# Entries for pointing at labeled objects

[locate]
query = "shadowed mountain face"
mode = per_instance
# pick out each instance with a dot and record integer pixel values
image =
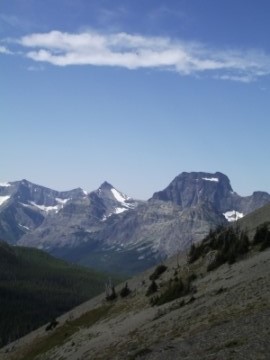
(24, 206)
(110, 231)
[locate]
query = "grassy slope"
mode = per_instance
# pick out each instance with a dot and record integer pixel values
(35, 288)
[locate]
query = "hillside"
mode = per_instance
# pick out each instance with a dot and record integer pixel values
(107, 230)
(254, 219)
(199, 313)
(35, 288)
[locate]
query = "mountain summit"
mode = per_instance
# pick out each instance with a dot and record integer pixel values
(108, 230)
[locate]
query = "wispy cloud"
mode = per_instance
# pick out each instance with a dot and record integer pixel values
(4, 50)
(136, 51)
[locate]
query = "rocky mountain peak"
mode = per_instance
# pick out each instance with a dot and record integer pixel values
(105, 186)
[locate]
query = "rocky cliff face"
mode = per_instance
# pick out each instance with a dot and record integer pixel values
(107, 229)
(24, 206)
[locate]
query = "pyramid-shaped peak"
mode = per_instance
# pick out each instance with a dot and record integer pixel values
(105, 185)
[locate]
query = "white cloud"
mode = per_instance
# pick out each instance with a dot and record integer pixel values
(136, 51)
(4, 50)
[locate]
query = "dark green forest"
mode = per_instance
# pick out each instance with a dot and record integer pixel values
(36, 288)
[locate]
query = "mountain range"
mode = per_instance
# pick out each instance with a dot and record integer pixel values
(108, 230)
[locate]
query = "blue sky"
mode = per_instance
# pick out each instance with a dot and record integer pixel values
(134, 92)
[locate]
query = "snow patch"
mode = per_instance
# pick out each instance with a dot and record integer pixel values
(25, 227)
(3, 199)
(119, 210)
(62, 201)
(5, 184)
(233, 215)
(211, 179)
(45, 208)
(118, 196)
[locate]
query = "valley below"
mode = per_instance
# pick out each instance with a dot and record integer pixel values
(225, 316)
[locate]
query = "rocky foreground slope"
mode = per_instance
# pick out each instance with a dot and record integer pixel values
(224, 315)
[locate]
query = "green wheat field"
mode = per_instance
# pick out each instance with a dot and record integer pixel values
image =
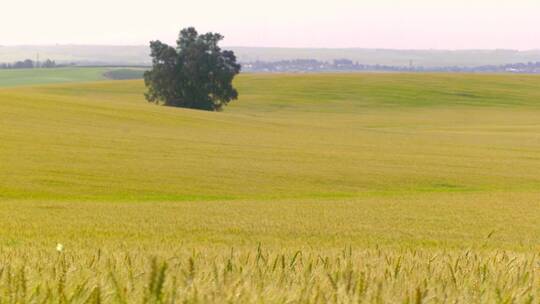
(316, 188)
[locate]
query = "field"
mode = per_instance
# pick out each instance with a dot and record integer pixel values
(340, 188)
(26, 77)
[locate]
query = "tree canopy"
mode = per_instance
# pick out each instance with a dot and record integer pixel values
(196, 74)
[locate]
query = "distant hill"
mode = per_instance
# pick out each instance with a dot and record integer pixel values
(138, 55)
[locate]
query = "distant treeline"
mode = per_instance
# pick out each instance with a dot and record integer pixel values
(311, 65)
(29, 64)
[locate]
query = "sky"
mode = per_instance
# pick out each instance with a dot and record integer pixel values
(395, 24)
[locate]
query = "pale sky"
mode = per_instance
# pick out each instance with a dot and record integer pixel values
(404, 24)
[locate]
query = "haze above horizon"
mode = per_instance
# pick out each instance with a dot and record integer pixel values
(389, 24)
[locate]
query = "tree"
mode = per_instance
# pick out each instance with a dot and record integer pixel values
(197, 74)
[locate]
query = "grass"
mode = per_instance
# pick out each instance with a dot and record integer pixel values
(26, 77)
(310, 188)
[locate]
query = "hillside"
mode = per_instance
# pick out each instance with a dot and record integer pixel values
(28, 77)
(288, 136)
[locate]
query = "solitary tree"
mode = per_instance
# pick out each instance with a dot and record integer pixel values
(197, 74)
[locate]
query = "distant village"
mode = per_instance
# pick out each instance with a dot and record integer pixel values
(346, 65)
(314, 66)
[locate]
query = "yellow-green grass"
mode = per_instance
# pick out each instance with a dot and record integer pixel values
(310, 188)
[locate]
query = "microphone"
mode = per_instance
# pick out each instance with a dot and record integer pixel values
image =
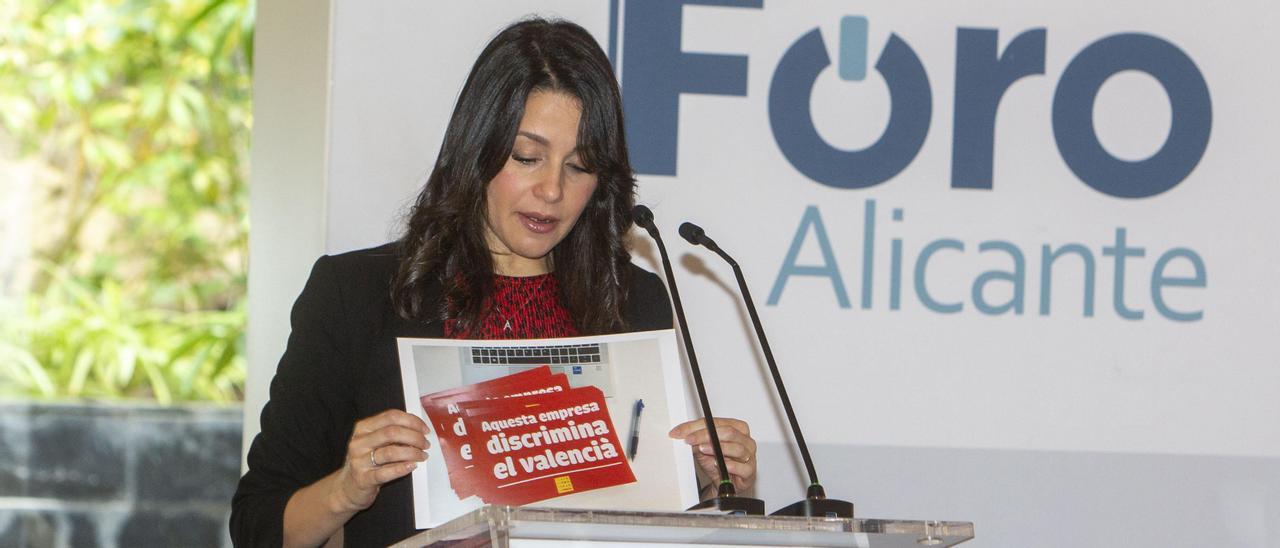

# Problem to solve
Pull out every line of the listing above that contains the word "slope", treating uppercase and lowercase letters as different.

# Result of the task
query = "grassy slope"
query = "rocky foreground slope"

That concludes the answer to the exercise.